本文
-------------------------

日本人初!月面探査レースGoogle Lunar XPRIZE
月面探査ロボット最高技術責任者
吉田和哉教授の宇宙ロボットへの想い

【後編はこちら】

優勝は大事なステップ、でもそれがゴールではない

Google Lunar XPRIZE(以下:月面探査レース)の賞金総額30億円、一等賞金20億円って、それ自体はすごく大きなお金です。
でも、技術開発や打上げにかかるコスト全体からみると、決して十分な額ではないのです。
たぶん、どのチームもこの目的を達成するためには、20億以上の資金が必要になります。
でも、そこは参加者はみな理解している大事なポイントなのですが、賞金を獲得したら元が取れてしまう仕掛けであれば、優勝したことが終着点となってしまい、月に対する興味は終わってしまいます。

優勝は大事なステップだけど、それが最終的なゴールではないのです。
優勝を踏み台にして、その先でもっと大きく展開して、月を探査することで利益を生むシナリオまで自分たちで考えておかないと、そもそも参加する意味がなくなってしまいます。

-------------------------

提示データ

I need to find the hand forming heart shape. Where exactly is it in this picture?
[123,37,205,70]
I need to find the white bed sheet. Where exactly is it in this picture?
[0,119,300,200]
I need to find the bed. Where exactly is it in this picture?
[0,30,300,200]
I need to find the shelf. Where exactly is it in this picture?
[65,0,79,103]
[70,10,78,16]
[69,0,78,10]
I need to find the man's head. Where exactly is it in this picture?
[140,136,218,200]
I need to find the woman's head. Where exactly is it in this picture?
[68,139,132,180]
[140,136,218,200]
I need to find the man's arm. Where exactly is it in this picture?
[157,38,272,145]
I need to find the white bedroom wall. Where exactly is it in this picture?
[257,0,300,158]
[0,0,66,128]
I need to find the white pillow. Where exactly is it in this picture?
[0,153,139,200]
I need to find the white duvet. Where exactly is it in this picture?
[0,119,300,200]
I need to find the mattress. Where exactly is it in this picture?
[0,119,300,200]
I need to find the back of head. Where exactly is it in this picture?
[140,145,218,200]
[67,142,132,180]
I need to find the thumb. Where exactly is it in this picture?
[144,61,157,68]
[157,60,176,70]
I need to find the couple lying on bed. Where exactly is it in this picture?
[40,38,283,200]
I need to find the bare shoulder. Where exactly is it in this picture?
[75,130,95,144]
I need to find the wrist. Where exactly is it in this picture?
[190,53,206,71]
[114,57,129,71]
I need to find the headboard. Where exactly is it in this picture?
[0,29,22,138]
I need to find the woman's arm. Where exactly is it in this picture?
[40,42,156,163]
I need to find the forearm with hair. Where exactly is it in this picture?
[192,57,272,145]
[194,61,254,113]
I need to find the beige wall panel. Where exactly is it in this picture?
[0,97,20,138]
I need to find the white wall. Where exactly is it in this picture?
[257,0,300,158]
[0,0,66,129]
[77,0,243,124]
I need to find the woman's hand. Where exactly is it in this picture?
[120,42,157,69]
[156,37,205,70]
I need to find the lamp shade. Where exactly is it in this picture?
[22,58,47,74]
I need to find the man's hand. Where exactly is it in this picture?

-------------------------

作業一覧
A – 本文で、賞金だけでは元が取れない仕組みが大事なポイントとされている理由を、1〜3文で説明せよ。
B – 本文に出てくる金額を、それが何の額かとあわせてすべて挙げよ。

作業別の回答
A – 賞金を獲得したら元が取れてしまう仕掛けであれば、優勝したことが終着点となってしまうためである。そうなると、月に対する興味が終わってしまう。

B –
・30億円:Google Lunar XPRIZEの賞金総額
・20億円:一等賞金
・20億以上:どのチームも目的を達成するために必要になるとされる資金